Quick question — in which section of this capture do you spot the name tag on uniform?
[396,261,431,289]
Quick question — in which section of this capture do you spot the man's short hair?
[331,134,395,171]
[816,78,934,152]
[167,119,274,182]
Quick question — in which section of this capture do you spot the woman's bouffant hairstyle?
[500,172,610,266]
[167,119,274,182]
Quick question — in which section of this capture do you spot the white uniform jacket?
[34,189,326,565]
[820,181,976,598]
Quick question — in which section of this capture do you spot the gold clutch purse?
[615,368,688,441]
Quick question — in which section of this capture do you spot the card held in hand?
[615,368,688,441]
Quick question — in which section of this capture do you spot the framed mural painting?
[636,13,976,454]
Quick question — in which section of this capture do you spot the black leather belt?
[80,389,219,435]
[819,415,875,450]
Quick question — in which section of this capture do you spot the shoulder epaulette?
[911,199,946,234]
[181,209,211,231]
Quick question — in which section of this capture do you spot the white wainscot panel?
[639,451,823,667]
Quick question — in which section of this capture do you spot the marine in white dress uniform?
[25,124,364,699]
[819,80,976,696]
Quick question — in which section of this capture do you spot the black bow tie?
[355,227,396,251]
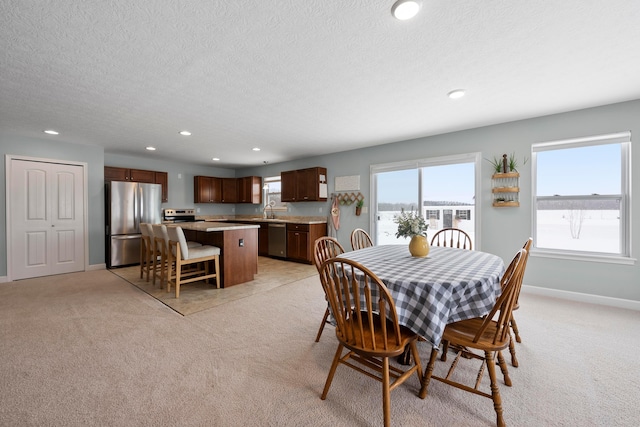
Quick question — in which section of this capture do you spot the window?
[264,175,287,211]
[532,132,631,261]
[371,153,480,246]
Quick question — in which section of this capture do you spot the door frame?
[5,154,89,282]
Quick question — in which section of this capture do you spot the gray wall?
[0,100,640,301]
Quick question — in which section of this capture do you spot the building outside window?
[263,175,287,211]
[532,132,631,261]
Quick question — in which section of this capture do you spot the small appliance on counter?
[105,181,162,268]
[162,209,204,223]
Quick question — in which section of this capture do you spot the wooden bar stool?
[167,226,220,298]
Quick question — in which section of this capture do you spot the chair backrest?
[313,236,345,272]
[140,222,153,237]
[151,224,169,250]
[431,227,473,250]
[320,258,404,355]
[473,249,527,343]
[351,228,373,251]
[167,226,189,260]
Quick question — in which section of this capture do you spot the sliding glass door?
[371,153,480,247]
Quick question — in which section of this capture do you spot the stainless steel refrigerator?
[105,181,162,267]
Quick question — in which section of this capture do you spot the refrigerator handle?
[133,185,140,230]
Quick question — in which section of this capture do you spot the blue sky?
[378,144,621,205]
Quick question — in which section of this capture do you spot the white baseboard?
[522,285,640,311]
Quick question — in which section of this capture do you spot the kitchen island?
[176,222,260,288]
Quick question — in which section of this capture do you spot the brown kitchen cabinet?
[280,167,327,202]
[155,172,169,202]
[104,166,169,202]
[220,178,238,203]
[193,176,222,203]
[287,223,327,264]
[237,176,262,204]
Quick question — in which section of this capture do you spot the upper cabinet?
* * *
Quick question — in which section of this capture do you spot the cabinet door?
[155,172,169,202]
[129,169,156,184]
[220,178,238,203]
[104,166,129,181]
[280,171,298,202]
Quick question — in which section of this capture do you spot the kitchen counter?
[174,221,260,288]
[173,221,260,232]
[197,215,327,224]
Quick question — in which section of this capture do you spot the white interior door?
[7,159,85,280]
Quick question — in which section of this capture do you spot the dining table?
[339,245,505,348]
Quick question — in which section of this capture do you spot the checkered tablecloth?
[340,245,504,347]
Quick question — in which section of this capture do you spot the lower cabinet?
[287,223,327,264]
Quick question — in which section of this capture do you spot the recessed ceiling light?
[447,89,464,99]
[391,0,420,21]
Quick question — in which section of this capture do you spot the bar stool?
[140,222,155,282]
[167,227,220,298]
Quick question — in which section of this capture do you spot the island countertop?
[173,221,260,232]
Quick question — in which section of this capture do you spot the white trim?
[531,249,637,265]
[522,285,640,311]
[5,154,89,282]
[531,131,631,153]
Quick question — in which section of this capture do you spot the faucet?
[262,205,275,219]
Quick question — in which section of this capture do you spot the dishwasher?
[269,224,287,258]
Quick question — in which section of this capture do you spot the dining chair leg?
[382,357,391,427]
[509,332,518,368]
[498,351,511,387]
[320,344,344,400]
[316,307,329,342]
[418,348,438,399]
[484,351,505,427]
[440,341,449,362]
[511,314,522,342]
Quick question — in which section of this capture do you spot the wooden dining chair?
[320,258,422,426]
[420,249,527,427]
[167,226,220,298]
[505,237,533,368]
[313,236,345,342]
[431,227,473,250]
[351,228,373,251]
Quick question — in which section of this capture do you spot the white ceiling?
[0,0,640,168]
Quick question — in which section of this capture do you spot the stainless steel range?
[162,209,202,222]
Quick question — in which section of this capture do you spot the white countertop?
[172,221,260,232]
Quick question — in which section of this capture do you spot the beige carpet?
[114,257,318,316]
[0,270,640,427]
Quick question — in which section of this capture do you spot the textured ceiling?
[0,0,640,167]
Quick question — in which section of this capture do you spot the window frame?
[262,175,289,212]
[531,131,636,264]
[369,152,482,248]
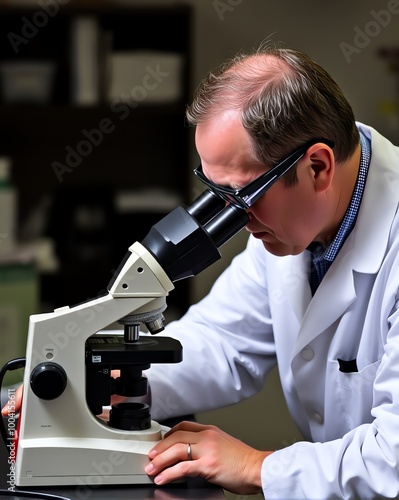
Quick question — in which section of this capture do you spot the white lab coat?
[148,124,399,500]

» **Polecenie**
Przepisz pozycje, zaczynając od wiersza z "the white ceiling?" i kończąc na wierszu z "[148,124,399,500]". Zamień "beige carpet" na "gray carpet", resztę zostaw bez zmian i pomiń obrazy.

» **Oczekiwany wynik**
Quick question — in which section of this capture do you spot the white ceiling?
[0,0,640,168]
Quick question — in which section of this capture do you spot the stainless steel range?
[162,209,202,222]
Quick question — in which section of this capture do you spot the white countertop?
[172,221,260,232]
Quick question — in which section of this capture do you spot the gray carpet?
[114,257,318,316]
[0,270,640,427]
Quick question — in which section of this capture do you spot the textured ceiling?
[0,0,640,167]
Quick question — in which section of this capture do you spot the window frame?
[262,175,289,212]
[531,131,636,264]
[369,152,482,248]
Quick question — in which section of this capture do you spot the white lab coat?
[148,124,399,500]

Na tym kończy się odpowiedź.